Where the data below has the string "cabinet", return the whole line.
(Entries provided Opens)
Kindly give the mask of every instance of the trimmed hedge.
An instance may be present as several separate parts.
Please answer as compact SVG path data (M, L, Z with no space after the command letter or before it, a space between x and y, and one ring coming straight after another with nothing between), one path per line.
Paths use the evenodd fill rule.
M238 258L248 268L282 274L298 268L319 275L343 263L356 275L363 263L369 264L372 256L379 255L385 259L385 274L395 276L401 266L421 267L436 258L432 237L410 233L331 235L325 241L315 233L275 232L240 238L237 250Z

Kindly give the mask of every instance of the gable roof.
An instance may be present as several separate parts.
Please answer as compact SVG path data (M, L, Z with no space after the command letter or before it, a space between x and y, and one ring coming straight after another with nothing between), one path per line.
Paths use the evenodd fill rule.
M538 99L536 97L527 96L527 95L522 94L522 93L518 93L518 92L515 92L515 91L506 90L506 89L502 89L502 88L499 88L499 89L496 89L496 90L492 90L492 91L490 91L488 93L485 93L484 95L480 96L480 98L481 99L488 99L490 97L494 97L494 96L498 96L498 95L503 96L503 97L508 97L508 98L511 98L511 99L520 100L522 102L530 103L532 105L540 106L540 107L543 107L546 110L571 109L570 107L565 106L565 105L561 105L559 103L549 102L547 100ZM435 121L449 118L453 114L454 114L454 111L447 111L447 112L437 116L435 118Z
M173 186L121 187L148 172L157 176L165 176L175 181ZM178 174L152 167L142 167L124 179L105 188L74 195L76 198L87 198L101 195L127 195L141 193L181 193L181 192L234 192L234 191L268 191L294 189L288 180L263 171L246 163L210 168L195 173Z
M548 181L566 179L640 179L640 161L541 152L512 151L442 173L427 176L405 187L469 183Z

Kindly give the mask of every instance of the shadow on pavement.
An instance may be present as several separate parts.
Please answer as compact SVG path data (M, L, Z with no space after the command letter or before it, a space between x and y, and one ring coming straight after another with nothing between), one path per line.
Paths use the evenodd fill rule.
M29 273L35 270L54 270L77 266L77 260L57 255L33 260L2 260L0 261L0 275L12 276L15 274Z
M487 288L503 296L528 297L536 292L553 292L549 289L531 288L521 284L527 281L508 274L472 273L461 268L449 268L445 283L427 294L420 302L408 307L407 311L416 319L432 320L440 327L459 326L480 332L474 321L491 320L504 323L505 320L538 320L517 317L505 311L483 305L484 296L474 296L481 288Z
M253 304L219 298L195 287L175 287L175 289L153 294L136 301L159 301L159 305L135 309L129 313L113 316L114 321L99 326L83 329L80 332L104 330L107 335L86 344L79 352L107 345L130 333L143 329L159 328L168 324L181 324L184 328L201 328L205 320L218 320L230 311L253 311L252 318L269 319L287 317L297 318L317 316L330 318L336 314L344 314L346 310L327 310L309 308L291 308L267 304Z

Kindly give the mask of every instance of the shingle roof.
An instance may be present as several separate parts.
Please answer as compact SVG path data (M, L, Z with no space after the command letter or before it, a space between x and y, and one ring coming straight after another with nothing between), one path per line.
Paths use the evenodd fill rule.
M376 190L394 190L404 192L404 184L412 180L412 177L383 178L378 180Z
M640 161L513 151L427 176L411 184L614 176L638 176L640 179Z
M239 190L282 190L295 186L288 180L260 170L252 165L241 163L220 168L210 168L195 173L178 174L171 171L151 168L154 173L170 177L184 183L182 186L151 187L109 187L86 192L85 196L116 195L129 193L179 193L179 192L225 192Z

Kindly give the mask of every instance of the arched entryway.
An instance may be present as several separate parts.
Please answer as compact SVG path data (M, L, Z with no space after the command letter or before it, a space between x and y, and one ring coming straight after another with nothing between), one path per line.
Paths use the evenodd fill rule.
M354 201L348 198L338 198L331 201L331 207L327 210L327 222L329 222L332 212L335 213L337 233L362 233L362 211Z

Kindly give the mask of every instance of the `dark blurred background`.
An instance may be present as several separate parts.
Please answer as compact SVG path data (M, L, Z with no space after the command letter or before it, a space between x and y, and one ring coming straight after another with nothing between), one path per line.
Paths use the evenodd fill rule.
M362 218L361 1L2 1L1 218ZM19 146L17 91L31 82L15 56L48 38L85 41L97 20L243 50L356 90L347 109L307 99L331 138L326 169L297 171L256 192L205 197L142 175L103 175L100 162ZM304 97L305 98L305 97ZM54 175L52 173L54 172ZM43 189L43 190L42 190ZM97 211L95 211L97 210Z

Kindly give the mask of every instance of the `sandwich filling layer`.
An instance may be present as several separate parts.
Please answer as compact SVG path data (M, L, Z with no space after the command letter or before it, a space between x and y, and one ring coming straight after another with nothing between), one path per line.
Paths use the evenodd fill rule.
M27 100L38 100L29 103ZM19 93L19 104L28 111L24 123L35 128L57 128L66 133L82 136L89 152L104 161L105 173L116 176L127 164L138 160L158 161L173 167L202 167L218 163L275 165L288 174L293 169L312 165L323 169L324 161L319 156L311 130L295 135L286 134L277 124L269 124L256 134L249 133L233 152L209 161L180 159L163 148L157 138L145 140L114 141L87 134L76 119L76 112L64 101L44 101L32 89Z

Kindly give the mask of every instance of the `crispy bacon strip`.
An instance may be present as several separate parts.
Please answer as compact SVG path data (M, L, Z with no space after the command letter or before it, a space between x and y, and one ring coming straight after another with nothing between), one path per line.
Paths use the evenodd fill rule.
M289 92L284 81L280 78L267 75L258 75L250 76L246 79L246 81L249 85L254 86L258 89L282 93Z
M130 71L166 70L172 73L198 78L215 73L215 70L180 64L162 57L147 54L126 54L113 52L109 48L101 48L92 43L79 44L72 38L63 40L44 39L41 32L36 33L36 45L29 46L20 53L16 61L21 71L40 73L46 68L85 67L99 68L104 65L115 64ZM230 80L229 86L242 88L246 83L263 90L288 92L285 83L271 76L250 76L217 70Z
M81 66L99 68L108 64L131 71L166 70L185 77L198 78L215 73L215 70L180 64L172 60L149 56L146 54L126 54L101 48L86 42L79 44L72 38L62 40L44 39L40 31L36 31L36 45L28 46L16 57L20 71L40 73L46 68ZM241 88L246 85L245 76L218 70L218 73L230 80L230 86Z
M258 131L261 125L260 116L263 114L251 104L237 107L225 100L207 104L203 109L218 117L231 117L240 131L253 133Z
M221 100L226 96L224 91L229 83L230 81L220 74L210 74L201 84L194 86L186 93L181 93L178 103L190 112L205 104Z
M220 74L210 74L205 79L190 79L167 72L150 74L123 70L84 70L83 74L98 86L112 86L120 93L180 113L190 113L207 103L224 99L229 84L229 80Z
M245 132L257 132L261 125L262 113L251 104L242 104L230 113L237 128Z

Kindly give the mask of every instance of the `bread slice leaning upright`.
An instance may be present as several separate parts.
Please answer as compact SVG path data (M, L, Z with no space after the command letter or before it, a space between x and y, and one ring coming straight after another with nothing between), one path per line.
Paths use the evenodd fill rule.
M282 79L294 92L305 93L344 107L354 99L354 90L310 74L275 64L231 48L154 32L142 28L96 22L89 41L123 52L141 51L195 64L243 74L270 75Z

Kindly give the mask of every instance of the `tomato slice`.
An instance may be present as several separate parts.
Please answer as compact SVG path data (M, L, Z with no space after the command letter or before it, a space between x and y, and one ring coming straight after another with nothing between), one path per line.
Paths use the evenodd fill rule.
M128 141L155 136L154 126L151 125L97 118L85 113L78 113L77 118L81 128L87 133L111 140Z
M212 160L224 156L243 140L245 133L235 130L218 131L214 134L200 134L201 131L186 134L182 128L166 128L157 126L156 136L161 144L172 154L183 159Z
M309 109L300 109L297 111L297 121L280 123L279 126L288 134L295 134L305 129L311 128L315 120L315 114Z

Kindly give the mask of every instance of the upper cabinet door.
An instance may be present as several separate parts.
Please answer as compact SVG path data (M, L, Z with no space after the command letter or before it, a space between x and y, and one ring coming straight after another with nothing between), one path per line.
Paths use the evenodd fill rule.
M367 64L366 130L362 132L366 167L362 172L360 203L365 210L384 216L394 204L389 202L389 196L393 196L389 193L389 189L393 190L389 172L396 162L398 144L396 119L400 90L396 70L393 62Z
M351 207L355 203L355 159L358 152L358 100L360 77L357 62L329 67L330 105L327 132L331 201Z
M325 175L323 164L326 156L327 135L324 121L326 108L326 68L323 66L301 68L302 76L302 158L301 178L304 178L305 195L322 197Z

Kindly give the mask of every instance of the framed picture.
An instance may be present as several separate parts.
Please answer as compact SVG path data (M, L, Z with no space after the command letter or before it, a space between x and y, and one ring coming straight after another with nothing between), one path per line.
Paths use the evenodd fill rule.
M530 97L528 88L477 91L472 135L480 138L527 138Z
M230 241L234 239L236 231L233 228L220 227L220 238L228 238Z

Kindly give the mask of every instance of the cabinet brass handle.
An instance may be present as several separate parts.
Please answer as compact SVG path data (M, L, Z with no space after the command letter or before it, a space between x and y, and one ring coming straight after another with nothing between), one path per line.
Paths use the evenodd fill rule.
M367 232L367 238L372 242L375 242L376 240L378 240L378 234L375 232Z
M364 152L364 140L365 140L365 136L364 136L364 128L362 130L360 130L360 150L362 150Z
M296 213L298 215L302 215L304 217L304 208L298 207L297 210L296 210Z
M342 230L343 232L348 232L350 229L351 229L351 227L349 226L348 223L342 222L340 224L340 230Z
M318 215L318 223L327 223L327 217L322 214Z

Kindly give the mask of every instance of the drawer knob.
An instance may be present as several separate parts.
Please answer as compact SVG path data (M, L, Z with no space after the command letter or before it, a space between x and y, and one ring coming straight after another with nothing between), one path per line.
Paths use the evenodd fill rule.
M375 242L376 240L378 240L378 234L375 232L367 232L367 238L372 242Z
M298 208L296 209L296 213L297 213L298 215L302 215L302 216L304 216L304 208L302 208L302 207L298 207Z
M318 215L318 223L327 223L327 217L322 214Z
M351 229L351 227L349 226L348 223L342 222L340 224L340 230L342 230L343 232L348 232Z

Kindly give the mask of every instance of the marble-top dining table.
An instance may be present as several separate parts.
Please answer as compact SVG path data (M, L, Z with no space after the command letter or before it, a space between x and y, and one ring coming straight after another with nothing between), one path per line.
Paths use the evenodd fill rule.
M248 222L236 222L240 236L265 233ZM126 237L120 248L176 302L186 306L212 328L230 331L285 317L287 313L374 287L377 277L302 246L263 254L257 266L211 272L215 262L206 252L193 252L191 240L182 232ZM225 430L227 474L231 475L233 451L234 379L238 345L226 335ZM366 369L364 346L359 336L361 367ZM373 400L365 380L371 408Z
(Entries provided Closes)
Final answer:
Kindly give the mask of every instance of the upper cabinet door.
Kindly give the mask of every instance of the cabinet brass handle.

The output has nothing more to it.